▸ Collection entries
+-------+

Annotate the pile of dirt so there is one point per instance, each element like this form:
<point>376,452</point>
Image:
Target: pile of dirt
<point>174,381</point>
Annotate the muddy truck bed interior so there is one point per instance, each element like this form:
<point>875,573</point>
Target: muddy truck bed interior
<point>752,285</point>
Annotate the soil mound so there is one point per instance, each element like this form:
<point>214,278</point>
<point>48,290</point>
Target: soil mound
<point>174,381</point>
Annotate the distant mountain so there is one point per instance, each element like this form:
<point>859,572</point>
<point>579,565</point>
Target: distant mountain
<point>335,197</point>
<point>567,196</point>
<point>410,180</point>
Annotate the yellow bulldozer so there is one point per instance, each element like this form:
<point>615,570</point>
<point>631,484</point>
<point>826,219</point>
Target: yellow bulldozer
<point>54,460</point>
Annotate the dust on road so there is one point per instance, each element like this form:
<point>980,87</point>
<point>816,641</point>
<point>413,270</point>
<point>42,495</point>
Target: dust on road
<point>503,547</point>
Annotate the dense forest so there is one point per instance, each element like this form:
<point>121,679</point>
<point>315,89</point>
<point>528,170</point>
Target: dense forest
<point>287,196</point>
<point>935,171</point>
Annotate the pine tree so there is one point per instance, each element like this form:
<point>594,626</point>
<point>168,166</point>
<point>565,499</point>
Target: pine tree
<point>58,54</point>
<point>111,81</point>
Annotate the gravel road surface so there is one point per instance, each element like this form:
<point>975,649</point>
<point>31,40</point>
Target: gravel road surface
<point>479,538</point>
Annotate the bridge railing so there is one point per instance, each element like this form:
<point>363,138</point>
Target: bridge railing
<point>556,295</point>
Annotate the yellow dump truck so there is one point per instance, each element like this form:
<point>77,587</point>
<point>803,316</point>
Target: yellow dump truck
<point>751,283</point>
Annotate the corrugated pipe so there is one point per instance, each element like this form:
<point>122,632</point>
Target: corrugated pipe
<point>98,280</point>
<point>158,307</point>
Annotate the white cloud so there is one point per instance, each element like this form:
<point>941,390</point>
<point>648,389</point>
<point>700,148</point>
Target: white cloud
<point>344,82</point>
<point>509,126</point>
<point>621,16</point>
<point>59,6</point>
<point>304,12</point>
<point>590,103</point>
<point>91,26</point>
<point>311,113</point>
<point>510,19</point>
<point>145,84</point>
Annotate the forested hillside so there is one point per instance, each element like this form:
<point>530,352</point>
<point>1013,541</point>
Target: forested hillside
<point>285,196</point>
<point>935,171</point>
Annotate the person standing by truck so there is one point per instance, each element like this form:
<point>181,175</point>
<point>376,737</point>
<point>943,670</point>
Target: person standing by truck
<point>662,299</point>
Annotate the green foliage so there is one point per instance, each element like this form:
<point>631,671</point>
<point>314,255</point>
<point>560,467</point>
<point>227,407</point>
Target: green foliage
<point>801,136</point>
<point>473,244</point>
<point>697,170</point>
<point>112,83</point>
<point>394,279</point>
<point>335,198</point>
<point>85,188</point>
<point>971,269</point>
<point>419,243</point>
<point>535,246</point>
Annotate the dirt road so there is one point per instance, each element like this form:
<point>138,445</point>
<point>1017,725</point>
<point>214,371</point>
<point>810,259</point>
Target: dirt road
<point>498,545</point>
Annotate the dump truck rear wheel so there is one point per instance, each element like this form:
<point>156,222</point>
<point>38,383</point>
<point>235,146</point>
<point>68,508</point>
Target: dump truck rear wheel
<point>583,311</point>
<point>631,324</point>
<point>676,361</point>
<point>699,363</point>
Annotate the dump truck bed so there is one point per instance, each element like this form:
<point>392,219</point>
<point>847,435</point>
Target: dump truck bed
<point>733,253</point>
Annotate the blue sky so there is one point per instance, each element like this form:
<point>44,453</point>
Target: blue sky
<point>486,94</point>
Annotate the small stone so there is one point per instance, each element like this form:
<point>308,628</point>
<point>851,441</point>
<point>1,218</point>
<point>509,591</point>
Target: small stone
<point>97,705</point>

+-------+

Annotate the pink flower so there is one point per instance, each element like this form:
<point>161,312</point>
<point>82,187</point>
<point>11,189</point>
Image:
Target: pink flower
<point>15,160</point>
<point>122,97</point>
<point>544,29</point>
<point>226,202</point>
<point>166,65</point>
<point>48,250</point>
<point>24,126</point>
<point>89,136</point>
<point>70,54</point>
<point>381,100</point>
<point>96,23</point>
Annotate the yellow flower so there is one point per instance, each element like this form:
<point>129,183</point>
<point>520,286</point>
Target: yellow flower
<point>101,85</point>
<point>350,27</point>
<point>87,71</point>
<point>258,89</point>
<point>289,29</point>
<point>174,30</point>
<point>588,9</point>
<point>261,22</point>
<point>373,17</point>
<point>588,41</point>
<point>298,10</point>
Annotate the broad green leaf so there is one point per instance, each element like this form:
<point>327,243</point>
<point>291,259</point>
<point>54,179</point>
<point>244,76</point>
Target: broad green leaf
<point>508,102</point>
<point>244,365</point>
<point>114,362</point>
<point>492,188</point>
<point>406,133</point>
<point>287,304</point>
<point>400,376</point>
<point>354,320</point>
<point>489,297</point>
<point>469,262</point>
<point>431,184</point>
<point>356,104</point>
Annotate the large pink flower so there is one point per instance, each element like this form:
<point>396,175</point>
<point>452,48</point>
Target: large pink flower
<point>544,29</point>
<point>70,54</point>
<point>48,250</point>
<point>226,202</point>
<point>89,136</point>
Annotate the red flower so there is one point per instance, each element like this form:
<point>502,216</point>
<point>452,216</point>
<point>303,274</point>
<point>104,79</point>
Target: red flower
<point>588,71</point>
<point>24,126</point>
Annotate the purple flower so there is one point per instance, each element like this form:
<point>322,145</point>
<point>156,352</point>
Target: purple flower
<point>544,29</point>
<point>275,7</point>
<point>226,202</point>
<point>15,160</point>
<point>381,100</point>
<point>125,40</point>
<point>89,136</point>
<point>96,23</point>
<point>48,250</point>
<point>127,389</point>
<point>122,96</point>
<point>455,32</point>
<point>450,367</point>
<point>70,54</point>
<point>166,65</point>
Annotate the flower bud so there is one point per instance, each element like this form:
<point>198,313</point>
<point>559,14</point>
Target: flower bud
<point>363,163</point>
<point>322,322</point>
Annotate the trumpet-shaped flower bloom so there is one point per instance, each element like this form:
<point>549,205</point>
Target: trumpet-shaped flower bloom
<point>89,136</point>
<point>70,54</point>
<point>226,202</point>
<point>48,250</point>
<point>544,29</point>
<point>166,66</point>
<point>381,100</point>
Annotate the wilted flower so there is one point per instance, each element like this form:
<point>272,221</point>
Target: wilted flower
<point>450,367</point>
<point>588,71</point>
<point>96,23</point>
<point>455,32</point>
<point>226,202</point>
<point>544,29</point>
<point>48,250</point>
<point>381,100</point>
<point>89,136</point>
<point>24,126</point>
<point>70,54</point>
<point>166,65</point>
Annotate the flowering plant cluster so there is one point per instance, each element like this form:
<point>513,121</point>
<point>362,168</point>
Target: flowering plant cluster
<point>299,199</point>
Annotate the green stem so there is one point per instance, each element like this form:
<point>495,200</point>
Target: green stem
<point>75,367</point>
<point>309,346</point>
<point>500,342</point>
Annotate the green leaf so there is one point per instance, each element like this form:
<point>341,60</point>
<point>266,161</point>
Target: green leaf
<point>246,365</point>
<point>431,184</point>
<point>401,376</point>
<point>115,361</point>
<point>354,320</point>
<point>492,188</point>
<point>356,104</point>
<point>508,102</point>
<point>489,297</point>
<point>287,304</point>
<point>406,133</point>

+-------+

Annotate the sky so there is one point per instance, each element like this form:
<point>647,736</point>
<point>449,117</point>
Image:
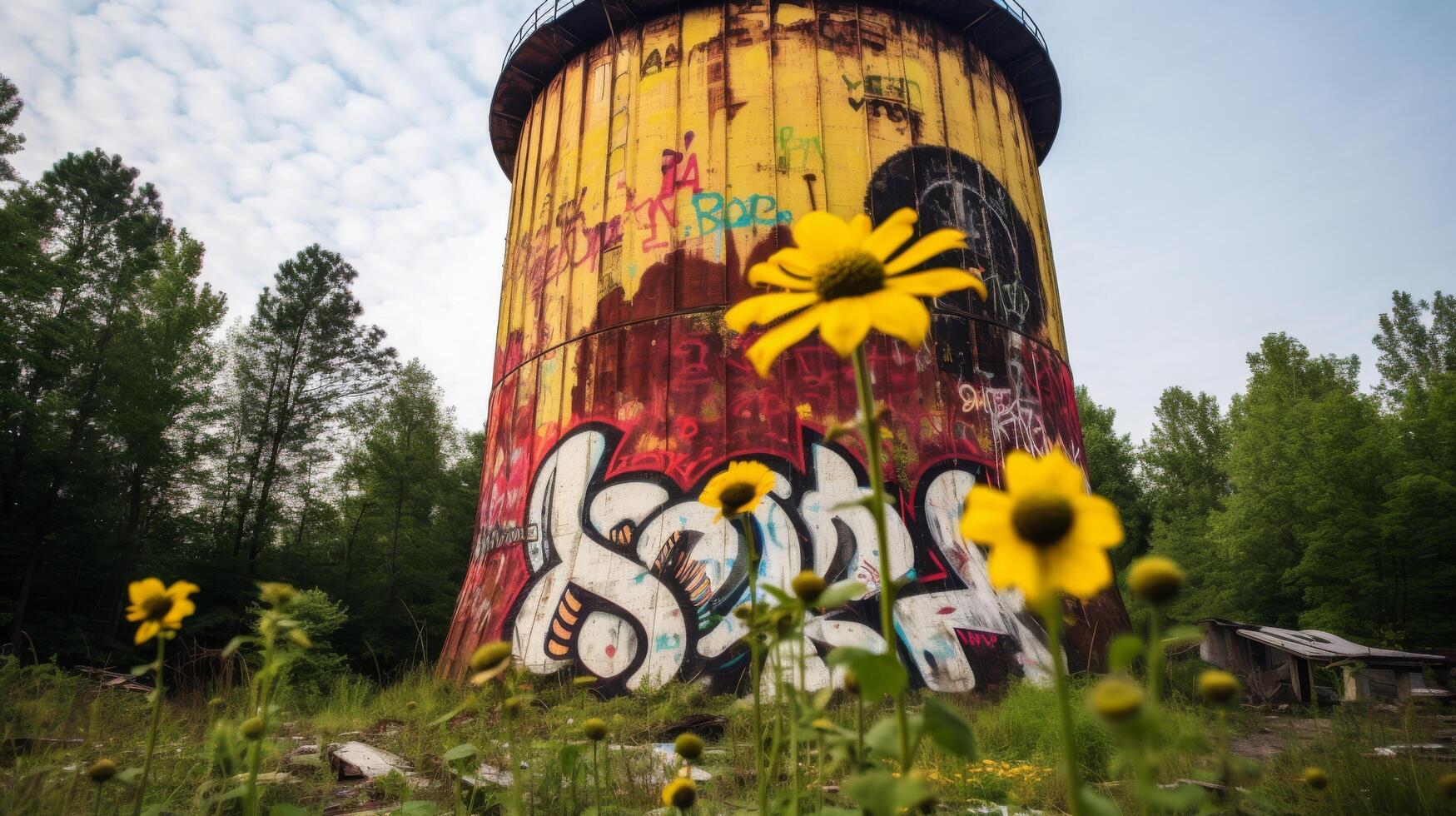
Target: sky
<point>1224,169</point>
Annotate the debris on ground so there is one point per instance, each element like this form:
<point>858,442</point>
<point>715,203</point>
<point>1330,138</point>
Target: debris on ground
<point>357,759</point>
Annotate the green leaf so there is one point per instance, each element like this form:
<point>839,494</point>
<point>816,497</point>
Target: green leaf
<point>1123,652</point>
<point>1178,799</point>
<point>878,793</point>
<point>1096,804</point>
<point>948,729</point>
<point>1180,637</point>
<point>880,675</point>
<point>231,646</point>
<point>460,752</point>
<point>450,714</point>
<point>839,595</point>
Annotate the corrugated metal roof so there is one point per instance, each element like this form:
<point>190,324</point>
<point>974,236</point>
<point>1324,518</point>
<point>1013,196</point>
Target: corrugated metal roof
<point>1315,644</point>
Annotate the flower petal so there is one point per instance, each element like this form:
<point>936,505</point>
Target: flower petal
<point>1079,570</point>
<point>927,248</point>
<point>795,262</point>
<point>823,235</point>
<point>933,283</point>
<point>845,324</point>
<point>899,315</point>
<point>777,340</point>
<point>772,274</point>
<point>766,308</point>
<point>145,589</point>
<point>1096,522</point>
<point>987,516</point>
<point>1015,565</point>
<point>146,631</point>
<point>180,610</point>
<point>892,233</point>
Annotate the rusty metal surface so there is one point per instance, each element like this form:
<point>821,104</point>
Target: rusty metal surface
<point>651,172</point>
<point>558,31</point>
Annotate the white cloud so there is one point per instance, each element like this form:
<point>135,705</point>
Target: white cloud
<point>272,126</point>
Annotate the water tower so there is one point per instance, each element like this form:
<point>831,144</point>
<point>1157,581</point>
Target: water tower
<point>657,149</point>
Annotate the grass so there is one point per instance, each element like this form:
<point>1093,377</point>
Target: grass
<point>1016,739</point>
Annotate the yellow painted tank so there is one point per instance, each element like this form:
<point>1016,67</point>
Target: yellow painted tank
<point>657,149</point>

+-------+

▸ JOB
Reproduce the lines of the records word for word, starting at the line that contains "Annotate the sky" and ending at the line that contains "<point>839,595</point>", with both of those lines included. Omit the pictures from your answer.

▸ THE OUTPUT
Annotate the sky so there is one point per instance, each element like this form:
<point>647,736</point>
<point>449,117</point>
Image:
Target: sky
<point>1224,169</point>
Annotate the debris on ground so there is one point per instance, each element like this form:
<point>858,442</point>
<point>715,203</point>
<point>1330,138</point>
Target: debris on ground
<point>357,759</point>
Annotate the green leaf so there is one point per instance, each element like this form:
<point>839,494</point>
<point>816,497</point>
Target: green leaf
<point>1123,652</point>
<point>1178,799</point>
<point>878,793</point>
<point>1096,804</point>
<point>948,729</point>
<point>1180,637</point>
<point>880,675</point>
<point>231,646</point>
<point>460,752</point>
<point>450,714</point>
<point>839,595</point>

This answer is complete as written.